Excerpt to read:
>>

Initially, workshop participants will briefly introduce their research areas and then they will work in small groups (“world café”) on selected topics. The goal of this workshop is to bring interested researchers together and to allow for a free flow of ideas in order to identify pending research problems and ways of how to tackle them.

Intended audience

Mostly academics looking for an exchange with peers. However, the workshop will also be open to the public.

Short bio of the organizers

Horst Treiblmaier is Professor in International Management at MODUL University Vienna, Austria. He received a Ph.D. in Management Information Systems from WU Vienna and worked as a Visiting Professor at Purdue University, University of California, Los Angeles (UCLA), University of British Columbia (UBC), and the University of Technology in Sydney (UTS). His research interests include the economic and business implications of blockchain and cryptoeconomics.

Gilbert Fridgen is PayPal-FNR PEARL Chair in Digital Financial Services at the Interdisciplinary Center for Security, Reliability and Trust (SnT) at the University of Luxemburg. In his research, he addresses the transformative power of digital technologies for the financial services industry and beyond. In close collaboration with industry partners, he helps understanding und designing blockchain-based solutions in the public as well as private sector. He served as expert council to many German government bodies and to the European Commission with its European Blockchain Partnership.

<<

Exercise goal:
Copy the part of the workshop description between "Gilbert Fridgen is" and "European Blockchain Partnership.", inclusive. The records after the workshop description come from a separate source.

(Data listing)
>>

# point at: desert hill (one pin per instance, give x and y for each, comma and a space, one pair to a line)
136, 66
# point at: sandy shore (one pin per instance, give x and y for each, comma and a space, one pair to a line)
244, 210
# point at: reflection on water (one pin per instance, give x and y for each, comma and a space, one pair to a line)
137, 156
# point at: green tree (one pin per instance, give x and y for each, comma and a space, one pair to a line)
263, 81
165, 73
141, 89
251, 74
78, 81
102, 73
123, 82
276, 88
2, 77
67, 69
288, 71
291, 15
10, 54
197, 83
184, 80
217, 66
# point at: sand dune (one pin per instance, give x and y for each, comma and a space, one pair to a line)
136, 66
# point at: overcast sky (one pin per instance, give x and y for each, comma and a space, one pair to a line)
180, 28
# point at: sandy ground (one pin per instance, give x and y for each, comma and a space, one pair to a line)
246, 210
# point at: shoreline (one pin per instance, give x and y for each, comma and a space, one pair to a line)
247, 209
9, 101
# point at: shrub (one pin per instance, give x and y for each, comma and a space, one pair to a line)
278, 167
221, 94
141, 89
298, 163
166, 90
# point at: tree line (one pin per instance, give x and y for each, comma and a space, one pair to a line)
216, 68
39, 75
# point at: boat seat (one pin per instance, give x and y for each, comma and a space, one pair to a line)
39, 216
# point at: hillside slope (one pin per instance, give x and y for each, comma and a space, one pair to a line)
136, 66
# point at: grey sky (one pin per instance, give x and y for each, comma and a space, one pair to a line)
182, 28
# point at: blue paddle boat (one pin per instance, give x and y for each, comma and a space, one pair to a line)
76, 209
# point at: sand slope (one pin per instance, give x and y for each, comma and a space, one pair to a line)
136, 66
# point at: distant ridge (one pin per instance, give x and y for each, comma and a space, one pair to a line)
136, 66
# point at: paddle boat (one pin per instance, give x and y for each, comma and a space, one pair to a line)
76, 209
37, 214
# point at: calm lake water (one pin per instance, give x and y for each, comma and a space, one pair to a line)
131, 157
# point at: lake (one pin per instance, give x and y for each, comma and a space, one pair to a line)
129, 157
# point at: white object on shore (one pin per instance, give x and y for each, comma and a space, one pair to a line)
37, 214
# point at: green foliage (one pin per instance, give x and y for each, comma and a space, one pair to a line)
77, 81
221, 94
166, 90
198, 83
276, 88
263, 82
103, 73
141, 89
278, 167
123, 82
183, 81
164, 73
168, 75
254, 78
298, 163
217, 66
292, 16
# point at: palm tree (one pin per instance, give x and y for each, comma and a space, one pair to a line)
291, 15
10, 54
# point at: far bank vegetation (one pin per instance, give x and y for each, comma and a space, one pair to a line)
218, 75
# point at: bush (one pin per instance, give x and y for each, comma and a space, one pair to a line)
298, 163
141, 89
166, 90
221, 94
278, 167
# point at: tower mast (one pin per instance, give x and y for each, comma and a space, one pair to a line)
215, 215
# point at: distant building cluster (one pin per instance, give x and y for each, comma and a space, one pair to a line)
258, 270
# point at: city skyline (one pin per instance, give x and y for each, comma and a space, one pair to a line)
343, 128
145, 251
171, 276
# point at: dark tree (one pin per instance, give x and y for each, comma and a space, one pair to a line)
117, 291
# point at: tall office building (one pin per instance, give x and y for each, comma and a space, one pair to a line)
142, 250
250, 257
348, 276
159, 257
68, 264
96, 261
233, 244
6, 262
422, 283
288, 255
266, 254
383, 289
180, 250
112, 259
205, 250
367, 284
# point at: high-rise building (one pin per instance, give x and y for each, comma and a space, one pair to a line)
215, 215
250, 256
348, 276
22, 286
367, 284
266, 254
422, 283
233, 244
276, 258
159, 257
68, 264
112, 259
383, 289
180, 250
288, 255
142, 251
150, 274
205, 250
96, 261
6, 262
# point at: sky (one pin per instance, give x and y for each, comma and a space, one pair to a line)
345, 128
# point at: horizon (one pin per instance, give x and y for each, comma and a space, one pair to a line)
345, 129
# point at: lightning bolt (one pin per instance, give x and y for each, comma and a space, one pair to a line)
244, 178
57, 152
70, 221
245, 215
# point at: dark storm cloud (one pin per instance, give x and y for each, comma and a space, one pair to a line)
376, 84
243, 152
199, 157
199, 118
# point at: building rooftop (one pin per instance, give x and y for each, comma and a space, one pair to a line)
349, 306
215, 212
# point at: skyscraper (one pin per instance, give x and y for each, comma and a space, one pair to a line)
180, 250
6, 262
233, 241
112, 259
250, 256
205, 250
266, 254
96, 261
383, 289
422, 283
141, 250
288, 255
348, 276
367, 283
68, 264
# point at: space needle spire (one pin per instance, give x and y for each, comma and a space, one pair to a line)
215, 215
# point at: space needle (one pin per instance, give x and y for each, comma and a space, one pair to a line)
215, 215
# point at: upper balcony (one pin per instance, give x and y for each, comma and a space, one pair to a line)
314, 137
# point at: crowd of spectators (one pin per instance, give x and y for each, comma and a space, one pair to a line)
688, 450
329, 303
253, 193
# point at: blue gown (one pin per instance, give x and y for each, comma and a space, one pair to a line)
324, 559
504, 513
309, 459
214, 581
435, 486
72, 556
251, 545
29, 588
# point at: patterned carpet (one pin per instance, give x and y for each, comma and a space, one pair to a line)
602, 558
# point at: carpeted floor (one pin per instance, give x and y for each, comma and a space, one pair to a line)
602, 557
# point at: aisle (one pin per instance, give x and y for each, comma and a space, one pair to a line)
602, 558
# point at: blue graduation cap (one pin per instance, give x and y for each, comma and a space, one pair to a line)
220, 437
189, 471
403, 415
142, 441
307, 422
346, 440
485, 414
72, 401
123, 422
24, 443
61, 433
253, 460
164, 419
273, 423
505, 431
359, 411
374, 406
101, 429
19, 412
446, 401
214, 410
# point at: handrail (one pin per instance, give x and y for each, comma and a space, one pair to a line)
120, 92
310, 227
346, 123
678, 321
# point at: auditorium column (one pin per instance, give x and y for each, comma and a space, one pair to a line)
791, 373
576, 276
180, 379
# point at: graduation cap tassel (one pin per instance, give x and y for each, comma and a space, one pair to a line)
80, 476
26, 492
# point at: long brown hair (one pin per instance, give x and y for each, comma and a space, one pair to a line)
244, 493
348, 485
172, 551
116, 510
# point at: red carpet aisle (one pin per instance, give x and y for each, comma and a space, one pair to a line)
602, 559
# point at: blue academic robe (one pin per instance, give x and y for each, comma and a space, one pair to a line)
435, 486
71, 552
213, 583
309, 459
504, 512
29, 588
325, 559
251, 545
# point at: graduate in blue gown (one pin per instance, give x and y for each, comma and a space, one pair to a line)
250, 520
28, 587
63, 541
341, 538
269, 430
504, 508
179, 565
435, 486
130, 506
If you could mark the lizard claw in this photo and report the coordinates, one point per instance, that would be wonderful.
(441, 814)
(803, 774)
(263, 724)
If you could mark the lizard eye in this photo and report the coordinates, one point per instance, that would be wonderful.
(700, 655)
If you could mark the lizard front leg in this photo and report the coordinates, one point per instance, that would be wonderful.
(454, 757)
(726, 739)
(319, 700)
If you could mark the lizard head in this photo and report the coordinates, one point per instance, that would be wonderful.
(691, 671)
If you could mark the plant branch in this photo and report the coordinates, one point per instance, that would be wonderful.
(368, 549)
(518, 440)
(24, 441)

<<

Correct output:
Gilbert Fridgen is PayPal-FNR PEARL Chair in Digital Financial Services at the Interdisciplinary Center for Security, Reliability and Trust (SnT) at the University of Luxemburg. In his research, he addresses the transformative power of digital technologies for the financial services industry and beyond. In close collaboration with industry partners, he helps understanding und designing blockchain-based solutions in the public as well as private sector. He served as expert council to many German government bodies and to the European Commission with its European Blockchain Partnership.